--- Records for the exercise ---
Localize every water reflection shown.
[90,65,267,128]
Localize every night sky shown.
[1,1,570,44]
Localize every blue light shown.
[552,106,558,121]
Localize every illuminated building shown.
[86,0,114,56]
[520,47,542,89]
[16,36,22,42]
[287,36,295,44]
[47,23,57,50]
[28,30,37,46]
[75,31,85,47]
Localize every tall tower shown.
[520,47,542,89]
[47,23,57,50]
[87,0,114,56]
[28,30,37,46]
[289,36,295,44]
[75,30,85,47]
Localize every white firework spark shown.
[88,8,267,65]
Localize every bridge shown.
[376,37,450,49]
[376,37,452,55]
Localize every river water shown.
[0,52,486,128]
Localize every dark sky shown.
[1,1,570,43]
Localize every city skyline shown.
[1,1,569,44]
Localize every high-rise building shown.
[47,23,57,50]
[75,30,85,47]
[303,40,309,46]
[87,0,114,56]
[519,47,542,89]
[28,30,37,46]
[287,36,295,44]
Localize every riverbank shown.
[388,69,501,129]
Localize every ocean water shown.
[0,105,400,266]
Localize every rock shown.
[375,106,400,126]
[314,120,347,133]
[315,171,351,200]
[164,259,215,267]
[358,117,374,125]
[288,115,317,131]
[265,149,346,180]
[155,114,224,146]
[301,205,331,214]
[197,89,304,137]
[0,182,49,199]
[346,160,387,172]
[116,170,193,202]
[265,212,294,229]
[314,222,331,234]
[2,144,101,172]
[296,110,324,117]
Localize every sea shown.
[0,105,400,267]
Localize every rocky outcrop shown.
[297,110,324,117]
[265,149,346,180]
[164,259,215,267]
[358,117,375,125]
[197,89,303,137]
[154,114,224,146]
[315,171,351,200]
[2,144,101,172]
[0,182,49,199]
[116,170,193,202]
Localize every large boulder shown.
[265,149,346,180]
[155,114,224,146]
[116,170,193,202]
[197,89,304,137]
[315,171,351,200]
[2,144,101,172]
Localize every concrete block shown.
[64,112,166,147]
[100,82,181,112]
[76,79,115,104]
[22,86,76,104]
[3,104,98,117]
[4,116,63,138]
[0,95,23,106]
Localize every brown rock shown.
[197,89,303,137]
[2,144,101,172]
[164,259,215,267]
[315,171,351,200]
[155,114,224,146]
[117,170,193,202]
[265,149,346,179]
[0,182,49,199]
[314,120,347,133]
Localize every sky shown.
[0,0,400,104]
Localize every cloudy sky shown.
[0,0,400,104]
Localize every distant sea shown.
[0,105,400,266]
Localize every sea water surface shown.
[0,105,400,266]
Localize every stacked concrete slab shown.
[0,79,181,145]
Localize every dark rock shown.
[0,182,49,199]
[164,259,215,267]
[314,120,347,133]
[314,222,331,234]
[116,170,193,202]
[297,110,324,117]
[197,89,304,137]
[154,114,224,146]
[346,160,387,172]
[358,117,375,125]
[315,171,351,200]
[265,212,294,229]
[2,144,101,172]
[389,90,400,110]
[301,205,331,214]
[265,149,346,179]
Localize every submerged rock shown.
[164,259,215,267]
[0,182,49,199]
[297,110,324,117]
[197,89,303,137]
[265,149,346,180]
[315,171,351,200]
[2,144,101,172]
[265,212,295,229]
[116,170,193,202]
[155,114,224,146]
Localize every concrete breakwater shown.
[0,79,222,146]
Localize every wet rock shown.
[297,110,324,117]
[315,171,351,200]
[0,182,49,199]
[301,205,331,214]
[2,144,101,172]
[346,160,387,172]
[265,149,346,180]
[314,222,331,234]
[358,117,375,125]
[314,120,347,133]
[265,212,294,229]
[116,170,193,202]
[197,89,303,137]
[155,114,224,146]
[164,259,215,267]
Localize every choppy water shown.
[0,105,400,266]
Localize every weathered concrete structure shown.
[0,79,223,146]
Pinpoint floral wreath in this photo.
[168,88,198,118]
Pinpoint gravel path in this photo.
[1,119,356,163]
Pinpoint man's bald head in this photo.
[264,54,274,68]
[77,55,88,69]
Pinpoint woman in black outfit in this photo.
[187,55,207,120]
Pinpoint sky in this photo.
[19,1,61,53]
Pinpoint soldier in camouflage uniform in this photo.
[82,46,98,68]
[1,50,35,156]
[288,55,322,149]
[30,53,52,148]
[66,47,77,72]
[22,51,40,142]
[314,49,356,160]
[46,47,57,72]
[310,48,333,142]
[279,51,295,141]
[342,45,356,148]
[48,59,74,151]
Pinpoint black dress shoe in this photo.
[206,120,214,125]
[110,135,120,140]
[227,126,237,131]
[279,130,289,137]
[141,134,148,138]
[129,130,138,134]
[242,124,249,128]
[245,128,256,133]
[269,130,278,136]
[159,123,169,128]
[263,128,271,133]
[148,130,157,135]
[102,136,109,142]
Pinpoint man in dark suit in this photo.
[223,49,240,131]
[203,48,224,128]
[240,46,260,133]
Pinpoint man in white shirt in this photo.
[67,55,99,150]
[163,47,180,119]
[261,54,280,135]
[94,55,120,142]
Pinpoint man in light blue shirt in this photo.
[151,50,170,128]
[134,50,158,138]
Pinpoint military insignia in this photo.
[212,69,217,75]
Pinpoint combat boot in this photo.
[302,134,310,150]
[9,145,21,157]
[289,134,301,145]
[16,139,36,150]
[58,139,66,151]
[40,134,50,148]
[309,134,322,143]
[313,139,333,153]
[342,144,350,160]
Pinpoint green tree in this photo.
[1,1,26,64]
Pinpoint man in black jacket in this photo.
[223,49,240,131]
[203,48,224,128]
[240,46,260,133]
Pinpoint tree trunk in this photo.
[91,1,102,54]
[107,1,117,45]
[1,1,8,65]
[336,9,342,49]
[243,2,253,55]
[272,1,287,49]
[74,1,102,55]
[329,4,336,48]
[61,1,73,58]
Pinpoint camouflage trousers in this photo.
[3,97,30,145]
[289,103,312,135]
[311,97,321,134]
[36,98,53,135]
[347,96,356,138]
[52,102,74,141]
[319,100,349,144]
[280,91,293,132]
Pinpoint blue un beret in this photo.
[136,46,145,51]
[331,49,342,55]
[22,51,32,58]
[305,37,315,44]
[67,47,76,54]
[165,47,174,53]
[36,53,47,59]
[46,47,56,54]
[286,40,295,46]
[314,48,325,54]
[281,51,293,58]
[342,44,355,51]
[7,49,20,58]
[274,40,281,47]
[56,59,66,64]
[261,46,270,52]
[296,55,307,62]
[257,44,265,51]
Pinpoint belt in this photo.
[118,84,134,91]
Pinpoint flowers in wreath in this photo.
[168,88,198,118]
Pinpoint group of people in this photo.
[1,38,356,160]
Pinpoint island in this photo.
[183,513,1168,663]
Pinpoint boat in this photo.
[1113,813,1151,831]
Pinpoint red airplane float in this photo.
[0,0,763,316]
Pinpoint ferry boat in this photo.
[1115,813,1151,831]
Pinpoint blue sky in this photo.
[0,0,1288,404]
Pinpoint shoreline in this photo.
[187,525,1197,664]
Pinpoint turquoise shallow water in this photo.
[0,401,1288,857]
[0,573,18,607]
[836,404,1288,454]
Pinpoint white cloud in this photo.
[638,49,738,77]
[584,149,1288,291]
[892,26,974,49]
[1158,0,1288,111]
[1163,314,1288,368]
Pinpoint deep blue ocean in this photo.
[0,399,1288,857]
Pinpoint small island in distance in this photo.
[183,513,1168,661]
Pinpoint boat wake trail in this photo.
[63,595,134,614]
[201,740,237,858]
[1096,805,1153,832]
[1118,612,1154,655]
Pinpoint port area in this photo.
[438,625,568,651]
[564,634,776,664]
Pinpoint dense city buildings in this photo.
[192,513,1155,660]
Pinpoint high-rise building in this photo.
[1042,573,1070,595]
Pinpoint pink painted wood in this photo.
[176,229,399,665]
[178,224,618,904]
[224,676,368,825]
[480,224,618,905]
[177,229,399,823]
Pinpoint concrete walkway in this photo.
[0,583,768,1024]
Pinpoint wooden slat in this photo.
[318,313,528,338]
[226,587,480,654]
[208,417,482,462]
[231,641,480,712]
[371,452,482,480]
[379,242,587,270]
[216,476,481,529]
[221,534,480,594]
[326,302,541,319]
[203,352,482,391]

--- What you will do ---
Copy the records exactly, from their first line up to and including the line with "[0,52,486,128]".

--- Answer to this exercise ---
Localize every water reflection shown.
[90,65,267,128]
Localize every night sky shown.
[1,1,570,44]
Localize every blue light shown.
[552,106,558,121]
Localize every illuminated building shown.
[86,0,114,56]
[520,47,542,89]
[16,36,22,42]
[287,36,295,44]
[47,23,57,50]
[28,30,37,46]
[75,31,85,47]
Localize every tall tower shown.
[520,47,542,89]
[47,23,57,50]
[87,0,114,56]
[28,30,37,46]
[289,36,295,44]
[75,30,85,47]
Localize every white firework spark shown.
[88,8,267,65]
Localize every bridge shown.
[376,37,450,49]
[376,37,452,55]
Localize every river water shown.
[0,52,486,128]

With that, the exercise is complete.